#### Material shown ####

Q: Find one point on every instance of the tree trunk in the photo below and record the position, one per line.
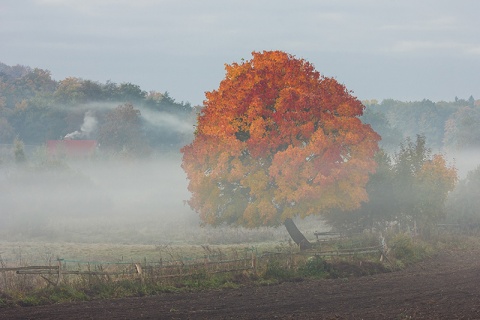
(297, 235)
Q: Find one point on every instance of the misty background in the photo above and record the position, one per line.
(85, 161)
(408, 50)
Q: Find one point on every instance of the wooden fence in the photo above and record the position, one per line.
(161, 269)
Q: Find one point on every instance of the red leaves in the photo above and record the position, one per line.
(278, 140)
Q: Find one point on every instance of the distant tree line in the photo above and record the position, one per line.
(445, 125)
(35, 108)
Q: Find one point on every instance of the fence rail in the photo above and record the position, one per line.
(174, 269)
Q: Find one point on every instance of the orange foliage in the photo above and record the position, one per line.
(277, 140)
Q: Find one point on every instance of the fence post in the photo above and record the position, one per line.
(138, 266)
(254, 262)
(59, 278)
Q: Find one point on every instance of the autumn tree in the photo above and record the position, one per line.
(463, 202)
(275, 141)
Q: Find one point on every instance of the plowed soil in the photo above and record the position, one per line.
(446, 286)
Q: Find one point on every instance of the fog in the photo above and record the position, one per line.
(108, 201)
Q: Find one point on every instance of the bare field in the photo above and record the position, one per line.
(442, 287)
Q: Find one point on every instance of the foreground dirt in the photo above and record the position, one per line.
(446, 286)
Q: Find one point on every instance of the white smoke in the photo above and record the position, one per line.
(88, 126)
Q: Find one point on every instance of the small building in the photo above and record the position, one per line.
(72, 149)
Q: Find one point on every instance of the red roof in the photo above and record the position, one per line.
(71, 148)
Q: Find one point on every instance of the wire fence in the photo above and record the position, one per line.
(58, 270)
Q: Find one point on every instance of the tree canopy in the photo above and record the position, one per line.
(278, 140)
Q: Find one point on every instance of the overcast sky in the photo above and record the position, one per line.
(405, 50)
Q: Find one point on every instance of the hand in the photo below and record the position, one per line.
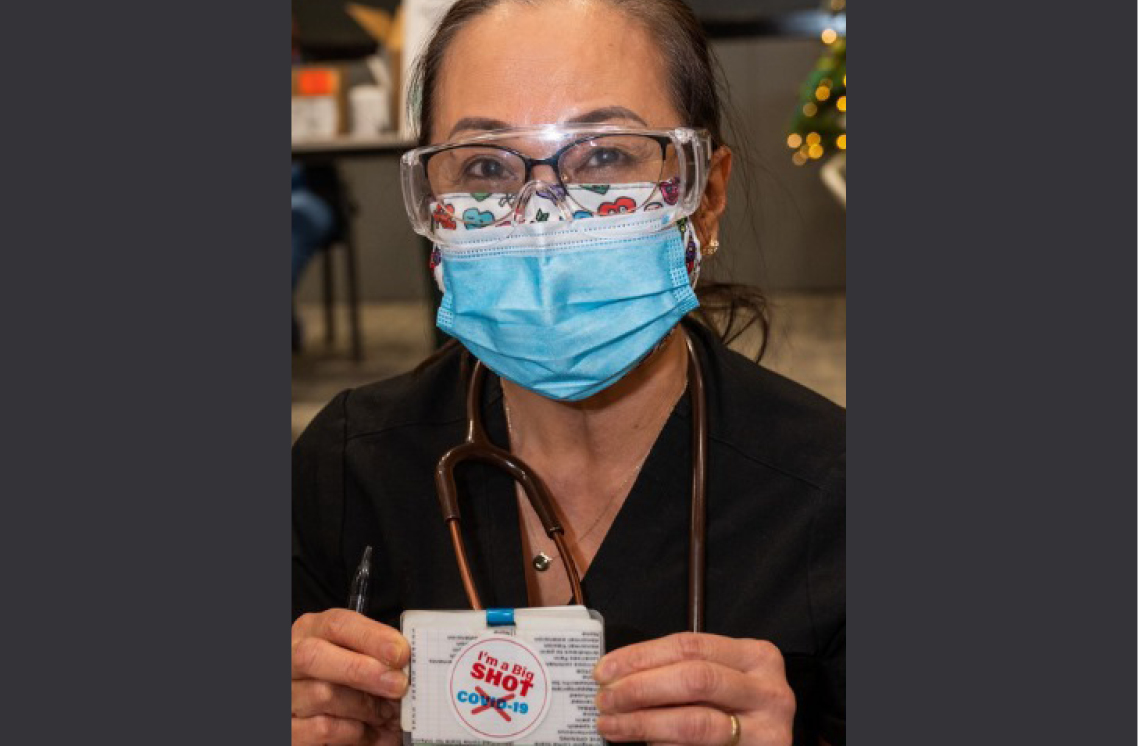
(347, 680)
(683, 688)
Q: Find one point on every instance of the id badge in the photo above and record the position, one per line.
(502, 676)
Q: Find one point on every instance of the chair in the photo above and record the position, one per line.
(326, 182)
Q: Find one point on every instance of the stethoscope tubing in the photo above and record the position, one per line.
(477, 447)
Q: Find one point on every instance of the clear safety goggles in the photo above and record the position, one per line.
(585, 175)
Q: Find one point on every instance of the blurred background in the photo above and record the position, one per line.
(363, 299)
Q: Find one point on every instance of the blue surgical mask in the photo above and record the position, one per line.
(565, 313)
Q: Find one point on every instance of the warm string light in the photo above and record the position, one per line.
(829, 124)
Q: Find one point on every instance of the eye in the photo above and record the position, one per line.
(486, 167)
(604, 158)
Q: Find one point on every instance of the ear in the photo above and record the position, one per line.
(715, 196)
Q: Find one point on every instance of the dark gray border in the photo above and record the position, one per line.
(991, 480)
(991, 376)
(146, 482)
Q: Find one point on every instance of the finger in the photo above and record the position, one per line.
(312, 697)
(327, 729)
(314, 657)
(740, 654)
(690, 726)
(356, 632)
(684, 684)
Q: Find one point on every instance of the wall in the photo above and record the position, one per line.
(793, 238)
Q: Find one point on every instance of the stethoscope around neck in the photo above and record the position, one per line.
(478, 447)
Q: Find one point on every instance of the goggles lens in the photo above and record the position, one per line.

####

Reproduce all of the entries above word for word, but leave out their pictures.

_Task response_
Q: Find one point on every instance of the tree trunk in the photo below and record the position, one per line.
(297, 235)
Q: Find one point on every instance of the misty background in the photo above and record the position, one per line.
(85, 161)
(408, 50)
Q: Find one point on every instance of the wooden fence in the photo above and record the position, one per line.
(161, 269)
Q: Find one point on every instance of the red leaves in the photo above and record the position, one per line.
(278, 140)
Q: Find one point on every instance of the distant tree line in the photo above and record the position, one per line.
(445, 125)
(35, 108)
Q: Find one point on every instance of the fence rail in the photo above and record the position, one per line.
(174, 269)
Q: Find one point on every instance of the orange foliage in the photo above and record the position, one per line.
(277, 140)
Q: Find one point on every instance of the fence post in the photo above and record the position, one per line.
(138, 266)
(254, 262)
(59, 278)
Q: Find one point on every instance of the autumn tree in the photo above and record the position, one per line.
(463, 202)
(275, 141)
Q: Find one point on every instance of the plowed soil in the photo above and record the position, one per line.
(446, 286)
Q: Find one point on every instance of the fog in the photo above and record the position, one per line.
(108, 201)
Q: Find one point on every instance of the bare field in the photo above and record the position, one per line.
(442, 287)
Q: Find one point on every instance of the foreground dirt in the photo above and record the position, one per line.
(446, 286)
Q: Find one point on every instance of the white smoke in the photo above and record the position, one per line.
(88, 126)
Q: Find one point on every instance of the small building in the photo above and record the position, one per line.
(72, 149)
Q: Find one point on every instance of the red roof in the photo above and record the position, one per line.
(71, 148)
Q: Find one point on every instance of the wire fence in the photo above and record the position, one per line.
(58, 270)
Q: Find one point on every instance of the tree canopy in the photo above and record the position, one per line.
(278, 140)
Q: Find one point on every instance of the overcast sky in the photo above and record the position, one per line.
(405, 50)
Q: Find one point on every instance of the hand in the photo below and record the position, one per line.
(347, 680)
(683, 688)
Q: Find one point on every instance of the id badge in the photo above and record the position, one per line.
(502, 676)
Q: Find one point on every instance of the chair in the photo above and record the position, one per line.
(326, 182)
Q: Find one point on every instance of the stethoscope tubing in the photo above and record the position, one per line.
(477, 447)
Q: Find one point on every instance of the clear safety goggles in the photo above and record the position, one per line.
(585, 175)
Q: Find one point on every instance of the blurred background in the photo above and record the position, one per line.
(363, 299)
Q: Find one point on every instance of the blue surgical mask in the photo above and record the position, one per line.
(565, 313)
Q: Find one point on every instance of the warm string light in the photo above and record the position, one per line.
(829, 124)
Q: Find one point on every instance of the eye in the photo above and record the position, one per line.
(486, 167)
(604, 158)
Q: Find one point on every instance of the ear in the photo above and record the position, one per line.
(715, 196)
Q: Find one point on every instance of the dark gray border in the photo above and record the position, one per line.
(991, 480)
(991, 376)
(146, 482)
Q: Find one point on every instance of the finger in the photo above and record the position, one per line.
(312, 697)
(327, 729)
(314, 657)
(740, 654)
(690, 726)
(356, 632)
(684, 684)
Q: Find one point on every instance of the wall in the photo above and record the position, one per line.
(793, 238)
Q: Find one point on every instance of the stethoscope around neck in the photo above and record the position, one per line.
(478, 447)
Q: Find one point on every instance of the goggles lens in the photo above and record the position, one per line.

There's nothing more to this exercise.